> [Work order 1]: How long has the writer of the piece on staying sober after pandemic isolation been sober?
> [Work order 2]: Continue the piece on staying sober after pandemic isolation, starting after its last sentence.

> [Exercise text]:
For many in recovery, returning to socializing in person means once again navigating relationships and sobriety.
The COVID-19 pandemic ushered in crisis and catharsis, grieving and growing all at once. While the world shuttered away in the interest of public and personal health, many leveraged the time alone as an opportunity to improve well-being, redefining what it meant to be alive.
These life evolutions are as diverse as the people themselves, but the one I bear witness to the most is the decision to limit or eliminate drinking alcohol.
As someone sober for a little over four years, the pandemic did not force me into a selective pod; it merely reinforced the one I had already been creating. I continued to participate in alcohol-free groups and communities where the populations grew during the clutches of COVID.
While they were alone, many examined the impacts alcohol had on their relationships with others and with themselves. During this separation from the drinking culture at large, these people spent time drinking alone in the confines of a pseudo echo chamber, asking, “Is this a mechanism for joy or pain?”
These were not simply decisions made in a foxhole. They were life-changing reflections, made easier by the absence of an audience. Free to be curious without criticism, these people conducted the trials and errors of existing alcohol-free while accountable to no one but thy-own self.
With the end of isolation, many newly sober people are returning to social roles that no longer fit
While incredibly progressive, these people in early recovery have only tested controlled environments, placing themselves in spaces where they felt safe and known. However, new challenges and anxieties arise as society reemerges from the pandemic quarantines. Vacations with friends become booked, the family expects a long-overdue reunion, and colleagues resume in-person happy hours.
Suddenly thrust back into old dynamics and expectations, pandemic-sober folks find themselves flexing new muscles around old bones, saturated in distantly familiar circumstances. Perhaps the family bartender a few years ago, they now face reframing their identity and role within the unit. Then there are the brunches with friends, happy hours with colleagues, and so many social situations in which drinking was a part of (or entirely) the activity. The discomfort newly sober people often feel is not craving-related; it is the burden and the weight of others’ insecurity around the decision.
Last summer, a friend quit drinking and is now integrating back into family trips and vacations after vaccinations. Talking about an upcoming camping trip with siblings, they shared their concerns. “I don’t want to draw attention to myself; I feel like if I say no to a beer, my brother will make a huge deal of it. It’s how we used to get warmed up, a couple of drinks over the fire. I just want “no” to be a sentence.”

> [Dataset content]:
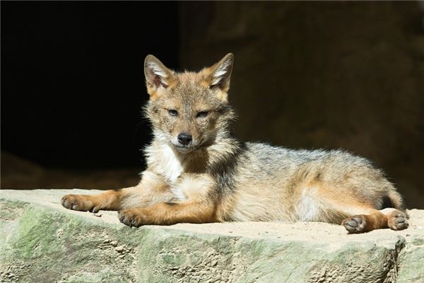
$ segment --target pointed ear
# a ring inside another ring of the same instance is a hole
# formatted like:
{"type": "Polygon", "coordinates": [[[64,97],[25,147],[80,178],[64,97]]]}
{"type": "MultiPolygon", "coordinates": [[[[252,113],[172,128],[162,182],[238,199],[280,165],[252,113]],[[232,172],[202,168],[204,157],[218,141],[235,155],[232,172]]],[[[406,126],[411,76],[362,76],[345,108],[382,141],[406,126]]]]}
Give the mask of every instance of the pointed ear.
{"type": "Polygon", "coordinates": [[[234,55],[232,53],[228,53],[220,62],[209,68],[211,73],[208,81],[211,86],[218,86],[223,91],[228,91],[233,62],[234,55]]]}
{"type": "Polygon", "coordinates": [[[173,71],[167,69],[153,55],[144,59],[144,76],[147,91],[152,95],[160,87],[167,88],[172,81],[173,71]]]}

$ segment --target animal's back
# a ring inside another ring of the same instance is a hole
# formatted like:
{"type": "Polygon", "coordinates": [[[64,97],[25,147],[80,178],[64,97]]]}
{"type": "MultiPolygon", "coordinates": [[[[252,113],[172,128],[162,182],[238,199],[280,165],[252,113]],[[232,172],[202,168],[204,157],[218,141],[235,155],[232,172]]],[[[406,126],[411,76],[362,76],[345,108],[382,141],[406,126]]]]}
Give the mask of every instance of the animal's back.
{"type": "Polygon", "coordinates": [[[337,223],[343,214],[323,213],[336,209],[335,201],[348,210],[357,204],[377,209],[404,209],[401,197],[382,171],[366,158],[341,150],[295,150],[246,143],[235,178],[234,206],[228,216],[233,220],[337,223]]]}

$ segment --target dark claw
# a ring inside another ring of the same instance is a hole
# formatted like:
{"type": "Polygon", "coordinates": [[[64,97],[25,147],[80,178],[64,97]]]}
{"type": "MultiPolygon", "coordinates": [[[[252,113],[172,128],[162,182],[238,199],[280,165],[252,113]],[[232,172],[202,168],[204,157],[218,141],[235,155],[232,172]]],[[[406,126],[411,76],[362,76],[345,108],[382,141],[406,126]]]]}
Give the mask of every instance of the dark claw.
{"type": "Polygon", "coordinates": [[[351,227],[358,227],[358,223],[357,222],[358,221],[354,221],[354,220],[349,220],[346,224],[348,224],[348,226],[351,226],[351,227]]]}
{"type": "Polygon", "coordinates": [[[355,220],[358,224],[360,224],[362,223],[362,218],[360,217],[355,216],[352,217],[352,219],[355,220]]]}

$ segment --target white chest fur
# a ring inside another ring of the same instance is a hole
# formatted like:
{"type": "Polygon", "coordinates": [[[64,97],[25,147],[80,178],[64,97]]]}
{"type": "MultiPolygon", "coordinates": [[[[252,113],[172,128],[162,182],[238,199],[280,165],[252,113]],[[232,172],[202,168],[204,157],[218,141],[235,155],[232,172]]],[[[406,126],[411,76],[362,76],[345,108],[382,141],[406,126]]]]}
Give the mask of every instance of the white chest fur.
{"type": "Polygon", "coordinates": [[[168,183],[180,201],[204,197],[213,181],[204,174],[184,173],[181,157],[167,144],[153,144],[146,150],[148,166],[168,183]]]}
{"type": "Polygon", "coordinates": [[[173,183],[184,171],[182,163],[168,145],[163,145],[161,149],[159,160],[157,161],[158,168],[163,176],[173,183]]]}

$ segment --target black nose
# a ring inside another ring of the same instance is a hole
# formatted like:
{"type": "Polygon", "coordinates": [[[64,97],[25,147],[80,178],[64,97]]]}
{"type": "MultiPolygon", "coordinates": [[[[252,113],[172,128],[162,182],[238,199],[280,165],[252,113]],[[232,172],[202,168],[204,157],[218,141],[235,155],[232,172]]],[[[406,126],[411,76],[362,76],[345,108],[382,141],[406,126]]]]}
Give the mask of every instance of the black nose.
{"type": "Polygon", "coordinates": [[[189,144],[192,139],[192,135],[189,133],[182,132],[178,135],[178,142],[184,146],[189,144]]]}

> [Final answer 1]: A little over four years.

> [Final answer 2]:
Another felt torn between attending a brunch-y baby shower and staying home. “I want to go, and I think my friends will support me when I tell them I quit drinking. I worry that seeing others having fun the way I once did will make me regret my decision. I feel like I will have a fear of missing out, and it will get the best of me.”
These conversations, specifically around sobriety found during the pandemic and now tested in the aftermath, reminded me of the worries I had newly sober in 2017.
Could I enjoy my travels to Italy without wine?
Would music sound the same without a proper buzz?
Would I make people uncomfortable when I refused a drink?
The answers to all of these were an eventual yes.
A large part of recovery is planning for behavior in response to outside influences, including family and friends.
Belonging, with boundaries
The following are my well-developed strategies for existing as a sober person in society and within a family. I implement them before all situations in which the only thing I can control is myself.
- It’s science: I tell inquisitors that I am allergic to the neurotoxins in alcohol. This might bring further attention to the situation, but I find it leaves most genuinely wanting to know more. The genius is that—as unbelievable as it sounds—it’s true! Even in the brains of moderate drinkers, long-term cell damage and atrophy occur due to alcohol’s toxicity (Topiwala, et al. 2017).
- Hold on: I make a plan to have something to hold in my hand. It may be a can or bottle of seltzer or soda, a phone, or even just my other hand.
- Wing it: I designate a wing person who understands my harm reduction and supports it. I explicitly tell them my concerns, and we agree on signals and strategies to distract any negative attention.
- Gum’s the word: Research shows that chewing gum can reduce stress and relieve anxiety (Johnston, et al. 2012). There’s something about the masticating mechanics that soothes tension. I often carry a pack just in case I feel my jaw clench. Gum chewing also helps me focus when I am susceptible to distractions. As a newly sober individual, gum came in handy when I went to functions that presented me with high risk.
- DM: Direct messages of any kind are powerful because they are personal. In my early sobriety, I prepared for social situations and events ahead of time by identifying the attendees with whom I would most likely interact. From there, I would craft and send tiny personal mission statements about my new recovery, complete with instructions on how to and how not to support me during the event. I did this the day or night before the event so that my colleagues, family, or friends had time to reflect and respond. This preparation removed the guesswork for everyone and opened incredibly thoughtful dialogues around the choice to not drink in a space that felt safe.
The ultimate goal is to retain the community from the past that serves the sobriety of the present. There is no loophole for the discomfort; you can count on this to be complicated. However, there are ways to move through the growth with preparation and practice.